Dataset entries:

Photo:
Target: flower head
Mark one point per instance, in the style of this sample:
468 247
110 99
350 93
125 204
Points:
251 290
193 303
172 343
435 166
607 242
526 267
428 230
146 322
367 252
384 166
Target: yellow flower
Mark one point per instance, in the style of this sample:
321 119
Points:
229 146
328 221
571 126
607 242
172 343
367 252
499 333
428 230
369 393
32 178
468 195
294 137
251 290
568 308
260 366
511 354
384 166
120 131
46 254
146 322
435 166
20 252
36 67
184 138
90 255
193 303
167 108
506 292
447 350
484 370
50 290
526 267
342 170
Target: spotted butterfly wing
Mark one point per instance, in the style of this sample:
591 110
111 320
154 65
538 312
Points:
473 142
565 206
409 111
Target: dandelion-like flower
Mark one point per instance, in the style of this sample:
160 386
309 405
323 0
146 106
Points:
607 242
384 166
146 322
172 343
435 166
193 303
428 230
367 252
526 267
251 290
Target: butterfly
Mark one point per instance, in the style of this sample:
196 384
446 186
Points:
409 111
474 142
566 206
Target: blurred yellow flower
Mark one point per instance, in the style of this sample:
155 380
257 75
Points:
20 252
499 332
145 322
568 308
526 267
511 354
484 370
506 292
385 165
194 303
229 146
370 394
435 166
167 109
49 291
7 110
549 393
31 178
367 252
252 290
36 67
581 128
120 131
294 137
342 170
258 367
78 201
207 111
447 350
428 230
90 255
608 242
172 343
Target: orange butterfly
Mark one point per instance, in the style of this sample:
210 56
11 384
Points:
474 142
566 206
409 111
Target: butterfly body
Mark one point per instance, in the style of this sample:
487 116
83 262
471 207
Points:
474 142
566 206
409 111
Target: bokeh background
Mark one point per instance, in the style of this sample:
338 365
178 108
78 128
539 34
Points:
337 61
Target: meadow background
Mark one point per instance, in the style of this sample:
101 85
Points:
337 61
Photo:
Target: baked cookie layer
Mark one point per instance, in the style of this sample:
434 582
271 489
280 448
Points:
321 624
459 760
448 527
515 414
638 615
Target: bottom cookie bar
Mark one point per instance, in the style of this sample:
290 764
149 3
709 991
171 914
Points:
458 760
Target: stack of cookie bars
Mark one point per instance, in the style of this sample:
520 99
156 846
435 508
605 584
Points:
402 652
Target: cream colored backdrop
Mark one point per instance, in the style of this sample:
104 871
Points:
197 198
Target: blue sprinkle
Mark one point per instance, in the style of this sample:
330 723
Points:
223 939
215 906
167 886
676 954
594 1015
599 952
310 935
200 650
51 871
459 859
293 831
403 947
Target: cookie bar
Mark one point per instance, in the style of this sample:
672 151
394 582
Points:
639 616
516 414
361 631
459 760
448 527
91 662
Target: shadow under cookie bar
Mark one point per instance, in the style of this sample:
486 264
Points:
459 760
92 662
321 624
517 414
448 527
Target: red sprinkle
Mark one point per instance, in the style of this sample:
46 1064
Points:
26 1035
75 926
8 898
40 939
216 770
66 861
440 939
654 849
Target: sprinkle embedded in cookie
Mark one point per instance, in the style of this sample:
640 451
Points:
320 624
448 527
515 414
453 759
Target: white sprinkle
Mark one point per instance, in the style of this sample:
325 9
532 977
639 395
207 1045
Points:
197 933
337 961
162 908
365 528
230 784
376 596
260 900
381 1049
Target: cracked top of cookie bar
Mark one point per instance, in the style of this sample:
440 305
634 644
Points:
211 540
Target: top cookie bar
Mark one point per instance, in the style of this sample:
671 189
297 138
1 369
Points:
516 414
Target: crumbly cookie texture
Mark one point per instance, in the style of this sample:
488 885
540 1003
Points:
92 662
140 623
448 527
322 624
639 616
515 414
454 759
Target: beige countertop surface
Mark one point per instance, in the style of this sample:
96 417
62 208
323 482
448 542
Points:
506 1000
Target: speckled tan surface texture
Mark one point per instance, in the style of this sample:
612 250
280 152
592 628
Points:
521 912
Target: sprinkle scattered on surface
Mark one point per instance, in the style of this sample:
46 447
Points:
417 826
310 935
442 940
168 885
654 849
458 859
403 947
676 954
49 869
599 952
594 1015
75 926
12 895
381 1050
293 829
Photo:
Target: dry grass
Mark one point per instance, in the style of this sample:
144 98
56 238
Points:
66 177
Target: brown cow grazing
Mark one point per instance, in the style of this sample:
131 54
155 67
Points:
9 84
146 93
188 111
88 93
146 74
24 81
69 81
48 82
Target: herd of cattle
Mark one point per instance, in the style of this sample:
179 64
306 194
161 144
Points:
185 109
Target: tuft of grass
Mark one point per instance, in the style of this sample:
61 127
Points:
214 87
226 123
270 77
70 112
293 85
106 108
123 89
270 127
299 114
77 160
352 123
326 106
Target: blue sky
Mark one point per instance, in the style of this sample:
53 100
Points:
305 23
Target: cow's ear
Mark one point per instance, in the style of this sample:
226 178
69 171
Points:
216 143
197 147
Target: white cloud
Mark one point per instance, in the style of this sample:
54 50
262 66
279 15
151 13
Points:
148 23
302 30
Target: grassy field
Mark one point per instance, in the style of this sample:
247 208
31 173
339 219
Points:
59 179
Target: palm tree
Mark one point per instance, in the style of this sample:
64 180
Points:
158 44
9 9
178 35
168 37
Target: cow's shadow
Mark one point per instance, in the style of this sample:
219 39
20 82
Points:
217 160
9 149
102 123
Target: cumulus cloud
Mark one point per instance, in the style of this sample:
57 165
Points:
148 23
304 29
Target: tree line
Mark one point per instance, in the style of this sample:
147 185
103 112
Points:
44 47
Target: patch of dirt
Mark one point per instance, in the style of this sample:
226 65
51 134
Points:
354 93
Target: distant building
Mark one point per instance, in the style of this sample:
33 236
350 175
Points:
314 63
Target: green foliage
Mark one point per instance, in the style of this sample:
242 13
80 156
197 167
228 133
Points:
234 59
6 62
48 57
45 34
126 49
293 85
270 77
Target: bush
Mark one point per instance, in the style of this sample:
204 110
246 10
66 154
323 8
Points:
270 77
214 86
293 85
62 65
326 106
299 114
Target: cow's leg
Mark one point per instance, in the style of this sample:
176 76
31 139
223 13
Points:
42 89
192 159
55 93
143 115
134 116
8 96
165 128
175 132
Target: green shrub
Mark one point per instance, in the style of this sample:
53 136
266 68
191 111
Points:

▸ **Goal of the exercise**:
Keeping each word as it stands, transcribe every entry.

▸ **Solution to the problem**:
Photo:
Target: flower head
Mark one point per instance, in the style of this sample:
468 247
110 99
350 93
125 204
Points:
251 290
193 303
172 343
435 166
607 242
526 267
428 230
146 322
367 252
384 166
Target: yellow flower
Mark one point per instance, in the style of this sample:
321 119
Points:
229 146
328 221
571 126
607 242
172 343
367 252
499 333
428 230
369 393
32 178
468 195
294 137
251 290
568 308
260 366
511 354
384 166
120 131
46 254
146 322
435 166
20 252
36 67
184 138
90 255
193 303
167 108
506 292
447 350
484 370
50 290
526 267
342 170
Target: spotted butterfly wing
Mark one point per instance, in the style of this sample:
591 110
111 320
154 65
538 312
Points:
473 142
565 206
409 111
Target: dandelion-like flower
Mark one point per instance, in the style of this sample:
160 386
309 405
323 0
146 106
Points:
607 242
384 166
146 322
172 343
435 166
193 303
428 230
367 252
526 267
251 290
Target: butterfly
Mark one point per instance, in the style of this sample:
196 384
446 186
Points:
409 111
474 142
566 206
Target: blurred yellow flower
Mark one point per instance, in the style of this sample:
155 380
257 75
Points:
20 252
499 332
145 322
568 308
526 267
511 354
484 370
506 292
385 165
194 303
229 146
370 394
435 166
167 109
49 291
7 110
549 393
31 178
367 252
252 290
36 67
581 128
120 131
294 137
342 170
258 367
78 201
207 111
447 350
428 230
90 255
608 242
172 343
Target: orange butterfly
Mark one point per instance, in the style of this sample:
210 56
11 384
Points:
474 142
566 206
409 111
Target: butterfly body
Mark one point per instance, in the style of this sample:
487 116
83 262
471 207
Points:
474 142
566 206
409 111
Target: bokeh background
Mark one point per instance, in the style of this sample:
338 365
178 108
78 128
539 34
Points:
337 61
Target: meadow background
Mark one point per instance, in the style of this sample:
101 85
Points:
337 61
Photo:
Target: baked cookie layer
Mark one point per instance, in the style of this sample:
434 582
271 489
280 448
Points:
321 624
459 760
448 527
515 414
638 615
Target: bottom cookie bar
Mark one point per instance, in the style of this sample:
290 764
149 3
709 991
171 914
Points:
458 760
Target: stack of cookie bars
Mark one point per instance, in the style of this sample:
520 99
156 846
435 508
605 584
Points:
402 652
Target: cream colored backdrop
Mark one point per instance, in the style of this sample:
104 871
Points:
197 198
Target: blue sprinkle
Mark one point per instance, in the style of this sample:
330 723
Points:
223 939
215 906
167 886
676 954
594 1015
599 952
310 935
200 650
51 871
459 859
293 831
403 947
Target: cookie bar
Mark one point per instance, in the style of this sample:
672 151
394 582
Points:
639 616
516 414
361 631
459 760
448 527
91 662
Target: shadow under cookie bar
Mark one point per instance, in the style of this sample:
486 264
Points:
459 760
92 662
321 624
517 414
448 527
Target: red sprinkle
Mark one point per instance, in the style of this sample:
46 1064
Points:
26 1035
75 926
8 898
40 939
216 770
66 861
440 939
654 849
Target: sprinkle embedded in cookie
Mark one point per instance, in the style of this sample:
640 451
Points:
320 624
448 527
515 414
453 759
Target: white sprinkle
Mark one point per instance, in the style of this sample:
325 9
532 977
639 395
207 1045
Points:
197 933
337 961
162 908
365 528
230 784
376 596
260 900
381 1049
Target: cracked top of cookie bar
Mark one point per instance, in the style of this sample:
440 305
634 644
Points:
211 540
Target: top cookie bar
Mark one point per instance, in the style of this sample:
671 189
297 138
1 369
Points:
516 414
Target: crumbly cookie texture
Mark one point per instance, in the style of this sample:
488 885
540 1003
Points:
92 662
140 623
448 527
322 624
639 616
515 414
454 759
Target: beige countertop surface
Mark one point per instance, in the style of this sample:
96 417
62 208
323 482
448 542
Points:
506 1000
Target: speckled tan surface texture
Mark one point per instance, in the style of this sample:
612 250
280 152
592 628
Points:
521 912
Target: sprinkle scattered on surface
Mark one point per instance, in the style of this sample:
46 447
Points:
417 826
310 935
442 940
168 885
654 849
458 859
403 947
676 954
49 869
599 952
594 1015
75 926
12 895
381 1050
293 829
Photo:
Target: dry grass
Mark one point per instance, in the style of this sample:
144 98
56 238
Points:
66 177
Target: brown cow grazing
Mark one point per instance, in the style of this sample:
131 54
155 67
Points:
9 84
146 93
188 111
88 93
146 74
24 81
69 81
48 82
Target: herd of cattle
Mark one point per instance, in the style of this sample:
179 64
306 194
161 144
Points:
185 109
Target: tuft of grass
Mark one point per instance, in the style of this sample:
61 127
Points:
214 87
226 123
270 77
70 112
293 85
106 108
123 89
270 127
299 114
77 160
352 123
326 106
Target: blue sky
Mark one point per instance, in the style of this sample:
53 100
Points:
305 23
Target: cow's ear
Mark one point per instance, in the style of this sample:
226 178
69 171
Points:
216 143
197 147
Target: white cloud
Mark one point per instance, in the style of this sample:
54 50
262 66
279 15
151 13
Points:
148 23
302 30
Target: grassy field
Mark one point per instance, in the style of this sample:
247 208
31 173
339 219
Points:
59 179
Target: palm tree
Mark one point per instance, in the style of this sample:
64 180
Points:
158 44
9 9
178 35
168 37
Target: cow's shadow
Mark one point per instance, in the style of this sample:
219 39
20 82
Points:
217 160
9 149
102 123
Target: cumulus cloud
Mark one point per instance, in the style of this sample:
57 165
Points:
148 23
304 29
Target: tree line
Mark one point per instance, in the style of this sample:
147 185
103 112
Points:
44 47
Target: patch of dirt
Mark one point per instance, in the style of this sample:
226 65
51 134
Points:
354 93
Target: distant building
Mark one point per instance, in the style of this sample:
33 236
350 175
Points:
314 63
Target: green foliage
Mark one point per instance, in the style of this sample:
242 13
80 156
197 167
228 133
Points:
234 59
6 62
48 57
45 34
126 49
293 85
270 77
Target: bush
Mark one point per instance, in the style of this sample:
204 110
246 10
66 154
323 8
Points:
270 77
214 86
293 85
62 65
326 106
299 114
Target: cow's leg
Mark one point per instance, in the style of this sample:
176 76
31 139
223 13
Points:
42 89
192 159
55 93
143 115
134 116
8 96
165 128
175 132
Target: green shrub
Mark one point per instance, in the style of this sample:
53 136
266 68
191 111
Points:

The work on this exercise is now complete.